Misses a couple of the main things about vinyl: reduced temptation to skip tracks, and side-based thinking about and listening to your albums. It's a format for albums, or at least for halves of albums. You put on a side, and you play that side. If there's a single track that gets listened to on its own, it's probably track one on side A or B of an album. It affects how you experience and live with your music.

This would remain true if they sounded just like CDs but otherwise worked like vinyl.

4 days agoalabastervlog

Similarly, something I kind of miss is being "stuck" with an album.

When I was a teenager, I would occasionally buy a CD and put it in my car. A lot of the time, that was basically the only music I listened to for a month, maybe more, so I would become pretty intimately familiar with the album, and it would play continuously as I was driving. I would listen to all the songs on the album over and over again, and a lot of the time songs that I initially didn't like all that much actually became my favorites.

With the advent of Spotify and its brethren, it's much easier to only listen to songs that you instantly liked, because pretty much every song ever made is directly available to you.

Obviously, you can just play the whole album on Spotify, and maybe if you're self-disciplined enough then you could force yourself to listen to an album over and over again on there, but I have always found that pretty difficult, and my streaming ends up being kind of an echo chamber of stuff I already know I like.

To be clear, I do think that the streaming services are, generally speaking, much better than what we had in the 90's and early 2000's, but there are aspects that I miss.

4 days agotombert

This is one of those "the medium is the message" things. The album per se became a widespread art form because the message of LPs is the album. It's how you experience that medium. It was preceded by an era of long-form live high-art music and short-song-focused popular music, in early mass reproduced recordings and as played by folk and popular musicians—when we got LPs we started collecting those haphazardly onto albums for convenience, then artists began crafting the LPs as their own, whole works, or at least paying close attention to song arrangement and selection on them.

Raw records:
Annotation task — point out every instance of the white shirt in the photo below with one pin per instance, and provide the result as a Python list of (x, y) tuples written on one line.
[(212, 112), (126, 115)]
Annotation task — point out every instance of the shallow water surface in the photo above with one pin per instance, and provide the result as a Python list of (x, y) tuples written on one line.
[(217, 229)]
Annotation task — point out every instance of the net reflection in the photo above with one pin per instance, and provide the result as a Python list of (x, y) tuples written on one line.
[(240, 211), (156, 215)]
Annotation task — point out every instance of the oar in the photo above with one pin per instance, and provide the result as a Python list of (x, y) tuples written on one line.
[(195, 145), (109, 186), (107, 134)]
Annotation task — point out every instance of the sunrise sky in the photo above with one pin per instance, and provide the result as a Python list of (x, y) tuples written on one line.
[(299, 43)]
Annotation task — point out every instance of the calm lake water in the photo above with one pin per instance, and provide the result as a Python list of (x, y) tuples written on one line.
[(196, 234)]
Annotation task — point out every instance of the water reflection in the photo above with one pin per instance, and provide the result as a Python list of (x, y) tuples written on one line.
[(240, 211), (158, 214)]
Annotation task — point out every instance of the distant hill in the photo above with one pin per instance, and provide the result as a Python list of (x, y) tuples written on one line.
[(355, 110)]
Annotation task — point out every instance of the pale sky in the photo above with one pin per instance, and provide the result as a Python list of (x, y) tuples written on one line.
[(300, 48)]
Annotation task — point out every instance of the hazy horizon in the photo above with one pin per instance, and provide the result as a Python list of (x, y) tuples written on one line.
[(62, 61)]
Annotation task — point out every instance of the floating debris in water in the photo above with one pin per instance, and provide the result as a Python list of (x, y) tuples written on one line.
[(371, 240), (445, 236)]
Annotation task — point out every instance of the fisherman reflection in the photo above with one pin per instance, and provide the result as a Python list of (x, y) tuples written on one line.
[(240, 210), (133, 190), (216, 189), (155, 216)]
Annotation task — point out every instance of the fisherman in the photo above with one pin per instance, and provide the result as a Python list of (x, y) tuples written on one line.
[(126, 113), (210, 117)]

Problems to work on:
A. Summarize the discussion of vinyl and album listening in three sentences.
B. Carry the discussion of vinyl and album listening forward from its final sentence.
The records have no connection to the text on vinyl and album listening.

Answers to each task:
A. Vinyl is described as a format for albums, or album sides, that reduces the temptation to skip tracks and shapes how listeners experience their music. One commenter recalls being "stuck" with a single CD in the car for a month or more, which led songs initially disliked to become favorites, and notes that streaming makes it easier to hear only instantly liked songs, even while judging streaming services generally better. Another comment links this to "the medium is the message," holding that the album became a widespread art form because LPs moved artists from haphazard song collections toward crafting whole works or attending closely to song arrangement and selection.

B.
We're back to a world of disconnected songs, in some ways. It's not uncommon for an artist to release a bunch of singles then just, later, collect those into a nominal "album" for physical sales, like the earliest days of LPs. Some artists seem to only release singles for streaming (I see this a lot in off-mainstream hiphop). I think only the idea and marketing power of the thematic album-tour is really keeping the form of the album alive as a shaping force for music.

4 days agoalabastervlog

> We're back to a world of disconnected songs, in some ways. It's not uncommon for an artist to release a bunch of singles then just, later, collect those into a nominal "album" for physical sales

As my parents have often informed me, an album on which you liked two of the songs was a good one, and one on which you liked three was a great one. Mostly you bought an album for a single track that was on there. But, publishers would frequently release "greatest hits" albums consolidating many popular songs onto the same album.

This seems to be basically identical to the system you describe that we have now, except that in the "single track" phase of the process, the track costs $1 instead of $15.

4 days agothaumasiotes

Yeah, despite me missing the positive experiences, I definitely would buy albums as a teenager and end up hating most of it. I remember really disliking Light Grenades by Incubus, for example, after buying it purely because of a song I heard on the radio.

I think the reason that Dark Side of the Moon, for example, is so loved is in no small part because it is was well tailored to be an album. The songs blend in to each other, there are repeated motifs throughout the album, it comes together as one big cohesive unit, and as such I can't really listen to "one song" on it, I usually have to put on the whole album (or at least side 2).

4 days agotombert

Yeah, totally, it's not like all listening was to albums crafted as albums, and there's some hindsight-benefit where modern listeners who like vinyl favor the albums that succeeded at being an album-as-artform and ignore the ones that only had like two good tracks. Plus, radio, jukeboxes, and 45s existed at the same time as LPs.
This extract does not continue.